Exercise requirements:
Reproduce the listing below word for word, and leave the pictures out.

[Rows from a pointing dataset]

========================

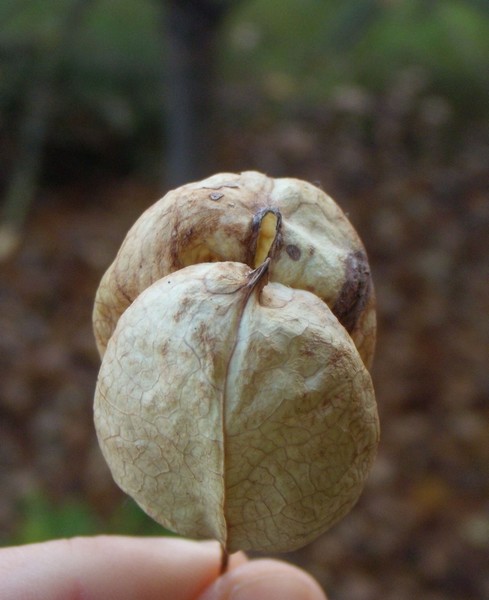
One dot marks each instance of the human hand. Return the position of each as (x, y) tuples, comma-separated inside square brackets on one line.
[(128, 568)]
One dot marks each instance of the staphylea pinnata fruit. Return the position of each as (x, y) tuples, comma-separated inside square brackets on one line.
[(236, 328)]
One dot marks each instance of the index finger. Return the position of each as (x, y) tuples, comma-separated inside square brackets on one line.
[(110, 567)]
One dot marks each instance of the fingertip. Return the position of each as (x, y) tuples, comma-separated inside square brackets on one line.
[(265, 579)]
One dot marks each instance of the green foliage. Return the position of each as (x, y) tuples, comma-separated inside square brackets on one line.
[(42, 519), (316, 45)]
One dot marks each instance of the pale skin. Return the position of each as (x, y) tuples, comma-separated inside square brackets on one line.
[(124, 568)]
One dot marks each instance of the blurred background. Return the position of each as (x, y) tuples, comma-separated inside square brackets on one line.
[(107, 104)]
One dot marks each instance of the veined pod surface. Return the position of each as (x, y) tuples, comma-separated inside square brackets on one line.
[(235, 217), (231, 406)]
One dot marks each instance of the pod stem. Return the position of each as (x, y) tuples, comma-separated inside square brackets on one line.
[(224, 560)]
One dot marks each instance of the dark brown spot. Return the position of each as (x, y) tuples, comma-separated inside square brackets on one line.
[(216, 195), (355, 292), (293, 251)]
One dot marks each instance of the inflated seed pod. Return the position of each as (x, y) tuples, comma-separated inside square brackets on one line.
[(235, 327)]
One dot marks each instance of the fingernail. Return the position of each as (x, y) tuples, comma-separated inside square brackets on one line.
[(276, 587)]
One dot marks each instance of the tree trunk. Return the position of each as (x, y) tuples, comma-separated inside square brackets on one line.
[(191, 30)]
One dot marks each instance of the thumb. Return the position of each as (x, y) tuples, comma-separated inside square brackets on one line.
[(264, 579)]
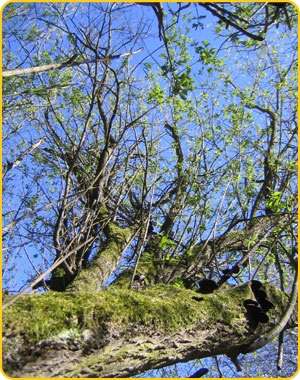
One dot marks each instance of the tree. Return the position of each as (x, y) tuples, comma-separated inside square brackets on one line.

========================

Solution to the problem:
One dot marks each instance of the human hand. Return the position of each as (x, y) tuples, comma-separated inside square brackets on one line.
[(128, 568)]
One dot marks each instance of the staphylea pinnata fruit. Return the position of each as (x, y) tuples, comma-separated inside square brackets on one line.
[(236, 328)]
One dot marks each instance of the index finger. Return the position of each as (x, y) tuples, comma-separated inside square brackets on one line.
[(110, 567)]
One dot marks each instance of the fingertip. Return the position of each as (x, y) tuples, comma-separated inside square brackets on one line.
[(265, 579)]
One dot marks each instance of the green foliage. Return the position of each as (x, y) tuples, comma-separated inside square brackets on one line.
[(42, 519), (316, 45)]
One dot marks each instance of the pale skin. Return the position of each as (x, y) tuples, comma-separated inside square brackets on one line.
[(124, 568)]
One dot marks each instance of the blurred background. Return the position of each as (x, y) tuples, comma-separated inside square brackets on one line.
[(107, 104)]
One dot marks each instance of the veined pod surface. Return the position of each as (x, y) tuples, comma-separated inside square brackets on one line.
[(235, 217), (231, 406)]
One dot marks each instance of the pod stem. Return the position of each as (x, y) tuples, comma-separated inside square brackets on one line.
[(224, 560)]
One dot marks each instance of the dark brown spot. Return the position of each as (x, y) tuples, comma-separated inside square brackets on one line.
[(216, 195), (355, 292), (293, 251)]
One dot marks each instance of the inflated seed pod. Return the position of each as (x, y) tuples, comma-separated inside square brackets on one line.
[(235, 327)]
One dot marks each instance of the fingernail. Return the position of each as (x, y) tuples, comma-separated inside square brackets on one line.
[(276, 587)]
One dot marks each instance of the tree trunk. Return the position of each as (x, y) tuples, comma-separated inside square brackets on one line.
[(191, 30)]
One dot marks each instance of the thumb. Return the position of each as (x, y) tuples, comma-separated inside square brackets on one line.
[(264, 579)]
One dot marks each instance of the tree. Return the position of each as (x, y) tuples, comma-separated inside square brackets on one line.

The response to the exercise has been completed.